◆ **What is needed**
Go through the entries below and write each one out exactly.

◆ **Material for this exercise**

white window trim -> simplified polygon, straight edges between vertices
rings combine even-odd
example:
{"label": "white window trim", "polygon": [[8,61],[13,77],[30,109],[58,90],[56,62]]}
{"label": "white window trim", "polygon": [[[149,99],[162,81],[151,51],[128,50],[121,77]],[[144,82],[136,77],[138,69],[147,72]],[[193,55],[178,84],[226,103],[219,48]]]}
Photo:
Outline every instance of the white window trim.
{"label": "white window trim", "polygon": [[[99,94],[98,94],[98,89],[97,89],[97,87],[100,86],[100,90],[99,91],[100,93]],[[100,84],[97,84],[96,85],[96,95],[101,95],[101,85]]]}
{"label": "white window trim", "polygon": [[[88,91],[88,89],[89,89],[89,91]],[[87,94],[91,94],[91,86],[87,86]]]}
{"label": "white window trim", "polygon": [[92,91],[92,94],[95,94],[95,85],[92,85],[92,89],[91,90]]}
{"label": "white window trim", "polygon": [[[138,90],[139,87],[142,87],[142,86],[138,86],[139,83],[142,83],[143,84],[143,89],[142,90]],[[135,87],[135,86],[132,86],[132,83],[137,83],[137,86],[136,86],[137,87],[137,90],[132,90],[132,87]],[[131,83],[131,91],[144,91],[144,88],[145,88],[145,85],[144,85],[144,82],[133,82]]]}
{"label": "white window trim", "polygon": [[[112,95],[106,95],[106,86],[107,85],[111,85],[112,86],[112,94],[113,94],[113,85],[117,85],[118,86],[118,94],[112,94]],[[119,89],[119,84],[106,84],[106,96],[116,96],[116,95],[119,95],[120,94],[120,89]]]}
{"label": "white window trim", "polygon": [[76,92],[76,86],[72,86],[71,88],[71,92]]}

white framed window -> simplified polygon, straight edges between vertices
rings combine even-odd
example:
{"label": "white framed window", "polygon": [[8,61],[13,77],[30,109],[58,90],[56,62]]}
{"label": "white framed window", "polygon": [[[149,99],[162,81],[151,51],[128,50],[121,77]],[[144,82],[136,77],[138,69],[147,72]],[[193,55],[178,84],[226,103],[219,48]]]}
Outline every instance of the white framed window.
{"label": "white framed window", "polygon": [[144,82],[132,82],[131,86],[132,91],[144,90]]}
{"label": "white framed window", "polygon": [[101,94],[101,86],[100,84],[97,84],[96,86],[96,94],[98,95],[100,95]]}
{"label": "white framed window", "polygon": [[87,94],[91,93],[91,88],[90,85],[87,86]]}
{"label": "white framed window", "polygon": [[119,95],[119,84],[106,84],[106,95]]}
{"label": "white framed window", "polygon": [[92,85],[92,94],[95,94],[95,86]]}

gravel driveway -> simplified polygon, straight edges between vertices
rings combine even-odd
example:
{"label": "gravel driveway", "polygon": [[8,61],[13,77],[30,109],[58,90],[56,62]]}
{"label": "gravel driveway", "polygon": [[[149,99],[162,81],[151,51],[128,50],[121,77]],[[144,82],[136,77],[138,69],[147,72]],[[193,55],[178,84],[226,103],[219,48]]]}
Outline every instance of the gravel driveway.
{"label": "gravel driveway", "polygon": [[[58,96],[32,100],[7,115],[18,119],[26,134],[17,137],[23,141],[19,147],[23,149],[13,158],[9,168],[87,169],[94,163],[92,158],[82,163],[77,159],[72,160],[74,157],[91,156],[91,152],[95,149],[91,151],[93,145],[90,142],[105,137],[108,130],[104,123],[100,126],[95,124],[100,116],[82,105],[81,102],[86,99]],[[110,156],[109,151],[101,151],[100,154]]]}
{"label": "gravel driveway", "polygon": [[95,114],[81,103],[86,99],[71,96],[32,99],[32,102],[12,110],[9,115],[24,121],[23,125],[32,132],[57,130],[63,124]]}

◆ **Written solution**
white window trim -> simplified polygon, straight edges between vertices
rings combine even-odd
example:
{"label": "white window trim", "polygon": [[8,61],[13,77],[30,109],[58,90],[56,62]]}
{"label": "white window trim", "polygon": [[[149,99],[162,81],[151,51],[128,50],[121,77]],[[144,82],[136,77],[138,69],[147,72]],[[193,55],[178,84],[226,103],[219,48]]]}
Photo:
Outline every instance of the white window trim.
{"label": "white window trim", "polygon": [[[99,94],[98,94],[98,89],[97,89],[97,87],[100,86],[100,90],[99,91],[100,93]],[[100,84],[97,84],[96,85],[96,95],[101,95],[101,85]]]}
{"label": "white window trim", "polygon": [[[88,91],[88,89],[89,89],[89,91]],[[87,94],[91,94],[91,86],[87,86]]]}
{"label": "white window trim", "polygon": [[92,91],[92,94],[95,94],[95,85],[92,85],[92,89],[91,90]]}
{"label": "white window trim", "polygon": [[[138,90],[139,87],[142,87],[142,86],[138,86],[139,83],[142,83],[143,84],[143,89],[142,90]],[[135,87],[135,86],[132,86],[132,83],[137,83],[137,86],[136,86],[137,87],[137,90],[132,90],[132,87]],[[131,83],[131,91],[144,91],[144,88],[145,88],[145,85],[144,85],[144,82],[133,82]]]}
{"label": "white window trim", "polygon": [[[112,95],[106,95],[106,86],[107,85],[111,85],[112,86],[112,94],[113,94],[113,85],[117,85],[118,86],[118,94],[112,94]],[[119,89],[119,84],[106,84],[106,96],[116,96],[116,95],[119,95],[120,94],[120,89]]]}
{"label": "white window trim", "polygon": [[76,92],[76,86],[72,86],[71,88],[71,92]]}

white framed window -> simplified polygon, straight edges between vertices
rings combine even-odd
example:
{"label": "white framed window", "polygon": [[8,61],[13,77],[30,109],[58,90],[56,62]]}
{"label": "white framed window", "polygon": [[[149,99],[162,81],[151,51],[128,50],[121,77]],[[144,82],[136,77],[138,69],[147,72]],[[193,55],[178,84],[226,103],[219,48]]]}
Outline every instance of the white framed window.
{"label": "white framed window", "polygon": [[144,82],[132,82],[131,86],[132,91],[144,90]]}
{"label": "white framed window", "polygon": [[101,94],[101,86],[100,84],[97,84],[96,86],[96,94],[98,95],[100,95]]}
{"label": "white framed window", "polygon": [[87,94],[91,93],[91,88],[90,85],[87,86]]}
{"label": "white framed window", "polygon": [[119,95],[119,84],[106,84],[106,95]]}
{"label": "white framed window", "polygon": [[92,85],[92,94],[95,94],[95,86]]}

gravel driveway -> simplified polygon, straight edges between vertices
rings combine even-odd
example:
{"label": "gravel driveway", "polygon": [[8,61],[13,77],[30,109],[58,90],[56,62]]}
{"label": "gravel driveway", "polygon": [[[149,99],[162,81],[151,51],[128,50],[121,77]],[[144,82],[136,77],[138,69],[147,72]],[[193,55],[178,84],[226,103],[219,48]]]}
Outline every instance of the gravel driveway.
{"label": "gravel driveway", "polygon": [[[58,96],[32,100],[7,115],[18,119],[26,134],[17,137],[23,141],[19,147],[23,149],[13,158],[9,168],[87,169],[94,163],[92,158],[82,163],[77,159],[72,160],[74,157],[91,156],[91,152],[95,149],[91,151],[93,145],[90,142],[105,137],[108,130],[104,123],[100,126],[95,124],[100,116],[82,105],[81,102],[86,99]],[[110,156],[109,151],[101,151],[100,154]]]}
{"label": "gravel driveway", "polygon": [[95,114],[81,103],[86,99],[71,96],[32,99],[32,102],[12,110],[9,115],[24,121],[23,125],[32,132],[57,130],[63,124]]}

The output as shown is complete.